(Records from a collection)
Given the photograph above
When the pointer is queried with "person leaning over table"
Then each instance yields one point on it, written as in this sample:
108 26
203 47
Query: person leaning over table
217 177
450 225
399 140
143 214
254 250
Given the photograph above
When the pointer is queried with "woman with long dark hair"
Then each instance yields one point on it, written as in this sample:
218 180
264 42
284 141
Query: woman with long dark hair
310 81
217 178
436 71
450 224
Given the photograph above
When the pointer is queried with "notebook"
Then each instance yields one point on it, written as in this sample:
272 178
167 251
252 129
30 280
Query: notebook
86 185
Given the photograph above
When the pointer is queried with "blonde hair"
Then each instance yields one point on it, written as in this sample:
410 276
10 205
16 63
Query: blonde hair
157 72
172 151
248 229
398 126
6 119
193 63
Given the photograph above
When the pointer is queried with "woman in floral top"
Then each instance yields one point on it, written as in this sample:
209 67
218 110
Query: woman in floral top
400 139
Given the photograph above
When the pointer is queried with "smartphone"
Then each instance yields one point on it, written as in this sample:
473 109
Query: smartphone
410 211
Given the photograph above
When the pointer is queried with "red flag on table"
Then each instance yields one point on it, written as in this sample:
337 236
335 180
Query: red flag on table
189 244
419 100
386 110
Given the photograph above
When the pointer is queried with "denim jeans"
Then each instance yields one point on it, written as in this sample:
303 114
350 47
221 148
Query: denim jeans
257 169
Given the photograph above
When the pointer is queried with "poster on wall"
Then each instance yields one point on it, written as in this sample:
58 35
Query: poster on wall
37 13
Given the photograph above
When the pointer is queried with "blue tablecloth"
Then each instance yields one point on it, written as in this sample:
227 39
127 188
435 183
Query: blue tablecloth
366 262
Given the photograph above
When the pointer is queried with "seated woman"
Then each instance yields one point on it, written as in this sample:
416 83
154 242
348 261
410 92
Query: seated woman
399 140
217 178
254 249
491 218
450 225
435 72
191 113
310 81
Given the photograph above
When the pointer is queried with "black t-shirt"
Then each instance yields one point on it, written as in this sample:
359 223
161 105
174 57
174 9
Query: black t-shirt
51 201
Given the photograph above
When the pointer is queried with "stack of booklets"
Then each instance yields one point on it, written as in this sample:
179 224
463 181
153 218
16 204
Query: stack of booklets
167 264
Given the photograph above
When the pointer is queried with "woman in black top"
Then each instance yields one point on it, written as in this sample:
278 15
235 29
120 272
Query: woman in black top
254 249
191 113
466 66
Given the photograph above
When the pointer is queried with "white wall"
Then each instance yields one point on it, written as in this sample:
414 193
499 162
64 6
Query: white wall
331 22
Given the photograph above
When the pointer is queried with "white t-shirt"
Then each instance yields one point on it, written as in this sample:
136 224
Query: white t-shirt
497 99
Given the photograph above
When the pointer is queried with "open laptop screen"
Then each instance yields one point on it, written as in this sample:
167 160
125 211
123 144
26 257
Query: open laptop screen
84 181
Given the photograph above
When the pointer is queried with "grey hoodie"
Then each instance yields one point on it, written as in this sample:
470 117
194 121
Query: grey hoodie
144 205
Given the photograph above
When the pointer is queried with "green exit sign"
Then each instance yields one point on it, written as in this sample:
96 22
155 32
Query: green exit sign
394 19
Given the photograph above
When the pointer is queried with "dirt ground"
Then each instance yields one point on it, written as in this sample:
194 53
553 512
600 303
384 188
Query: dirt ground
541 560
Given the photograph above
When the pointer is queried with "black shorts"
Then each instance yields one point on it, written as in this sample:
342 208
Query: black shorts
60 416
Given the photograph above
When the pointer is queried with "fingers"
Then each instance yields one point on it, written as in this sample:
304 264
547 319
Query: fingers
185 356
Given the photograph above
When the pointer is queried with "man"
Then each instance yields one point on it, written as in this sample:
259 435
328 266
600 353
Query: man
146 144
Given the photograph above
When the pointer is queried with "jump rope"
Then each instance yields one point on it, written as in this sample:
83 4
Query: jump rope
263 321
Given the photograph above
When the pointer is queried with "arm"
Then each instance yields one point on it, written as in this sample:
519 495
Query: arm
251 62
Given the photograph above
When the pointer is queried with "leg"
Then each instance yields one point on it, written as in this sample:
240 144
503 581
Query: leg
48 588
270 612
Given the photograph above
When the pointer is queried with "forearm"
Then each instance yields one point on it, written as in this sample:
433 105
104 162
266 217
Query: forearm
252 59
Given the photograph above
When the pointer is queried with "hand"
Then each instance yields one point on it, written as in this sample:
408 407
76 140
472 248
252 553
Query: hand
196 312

EXERCISE OBJECTIVE:
Emit the full listing verbatim.

THE REPLY:
Given the photograph above
When the pointer is queried with "person leaning over table"
Then each instance yields one point on it, written as in this sample:
108 26
203 47
Query: person leaning over table
217 177
450 225
399 140
143 214
254 250
Given the photograph above
When the pointer is queried with "woman with long dark hair"
Then each instance yields one point on it, written as in this sample:
218 180
264 42
284 141
Query: woman with long dark hair
310 81
217 178
436 71
450 224
Given the photograph above
When the pointer is queried with "notebook"
Then each instance yields one point on it, written as in this sample:
272 178
167 251
252 129
30 280
Query: notebook
86 185
Given the photograph above
When the pointer is queried with "blonde hair"
Then each instance yields one point on it, written as in this sample:
410 276
10 205
16 63
Query: blonde hair
157 72
172 151
248 229
398 126
6 119
193 63
Given the photograph above
When the pointer is queried with "woman in floral top"
Then each instance yields one point on it, written as in this sample:
209 67
218 110
Query: woman in floral top
400 139
Given the photograph above
When the pointer is queried with "smartphone"
Then each instance yields one point on it, written as in this sample:
473 109
Query: smartphone
410 211
Given the photograph above
When the pointer is queried with "red flag on table"
Then each instance yields one point on it, written as in this sample:
337 236
335 180
Query: red flag on table
189 244
419 100
386 110
Given the photograph above
When the pointer is queried with "denim jeans"
Then each instance yields one point on it, written as in this sample:
303 114
350 47
221 148
Query: denim jeans
257 169
Given the photograph above
When the pointer is queried with "poster on wall"
Then each instance yields one point on it, written as in this sample:
58 35
Query: poster on wall
37 13
Given the photograph above
When the pointer is queried with "blue tablecloth"
Then each instance yields one point on it, written as in this sample:
227 39
127 188
435 183
Query: blue tablecloth
366 262
Given the photograph above
When the pointer is queried with "seated woman"
Then each instance yields one point on it, written as in this sample:
416 83
154 242
348 261
410 92
Query: seated woman
399 140
217 178
254 249
491 218
450 225
435 72
191 113
310 81
Given the photograph above
When the pointer is queried with "black t-shirt"
Then each instance yields one point on it, written as in this sample:
359 223
161 105
174 57
174 9
Query: black t-shirt
51 201
Given the photograph above
When the pointer is queried with "stack of booklets"
Then each instance yields one point on it, written as in this sample:
179 224
463 181
153 218
16 204
Query: stack of booklets
167 264
Given the photograph above
When the pointer is queried with "woman in black top"
Then each instance yields one point on it, written as in this sample:
278 15
235 29
120 272
Query: woman in black top
254 249
191 113
466 66
Given the photograph above
When the pointer is queried with "white wall"
Then each instance yields one point on it, written as in this sample:
414 193
499 162
64 6
Query: white wall
331 22
Given the photograph above
When the pointer is queried with "white t-shirt"
Then each instance yields one point on it, written as in this sample:
136 224
Query: white t-shirt
497 99
Given the photograph above
When the pointer is queried with "open laptop screen"
Then each instance yields one point on it, written as in this sample:
167 160
125 211
123 144
26 257
Query: open laptop screen
84 181
Given the photograph above
When the pointer is queried with "grey hoodie"
Then each instance yields one point on it, written as in this sample:
470 117
194 121
Query: grey hoodie
144 205
Given the photograph above
When the pointer is queried with "green exit sign"
Then each instance yields one point on it, written as in this sample:
96 22
155 32
Query: green exit sign
394 19
Given the photograph above
When the pointer is queried with "dirt ground"
Then each instance yields one point on it, written as in this sample:
194 53
553 512
600 303
384 188
Query: dirt ground
541 560
Given the photograph above
When the pointer is queried with "black shorts"
Then each instance yields one point on it, written as in this sample:
342 208
Query: black shorts
60 416
Given the photograph above
When the pointer is queried with "fingers"
Then each instance yields one point on it, written as in this sample:
304 264
547 319
Query: fingers
185 356
Given the photograph above
When the pointer is queried with "man"
Then each instance yields one point on it, written as in this sample:
259 435
328 266
600 353
Query: man
146 144
Given the photograph above
When the pointer is queried with "jump rope"
Then each instance yields one point on it, written as in this sample:
83 4
Query: jump rope
263 321
Given the photograph above
When the pointer is queried with "arm"
Then each instance yields one point on it, written as in this sample:
519 495
Query: arm
251 62
Given the photograph above
When the pointer is queried with "leg"
Then each instance yields one point on it, written as in this sample:
240 144
503 581
Query: leg
48 588
270 612
Given the photograph above
When the pointer is queried with "forearm"
Then each instance yields one point on it, written as in this sample:
433 105
104 162
266 217
Query: forearm
252 59
Given the photograph above
When the pointer is queried with "hand"
Then each instance yields one point on it, written as in this sample:
408 407
76 140
472 248
252 553
Query: hand
196 312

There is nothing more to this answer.